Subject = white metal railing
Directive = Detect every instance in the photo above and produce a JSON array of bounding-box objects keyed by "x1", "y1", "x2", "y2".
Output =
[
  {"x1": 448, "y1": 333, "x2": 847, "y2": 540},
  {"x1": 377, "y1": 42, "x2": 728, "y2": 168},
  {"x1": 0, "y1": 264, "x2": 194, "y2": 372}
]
=-=-=-=-=
> _What the task asks_
A precise copy of the whole listing is the expected answer.

> _Answer area_
Subject = white metal railing
Directive = Detect every instance in the photo above and produce a JSON array of bounding-box objects keyed by "x1", "y1", "x2", "y2".
Output =
[
  {"x1": 448, "y1": 333, "x2": 847, "y2": 540},
  {"x1": 377, "y1": 42, "x2": 728, "y2": 168},
  {"x1": 0, "y1": 264, "x2": 194, "y2": 372}
]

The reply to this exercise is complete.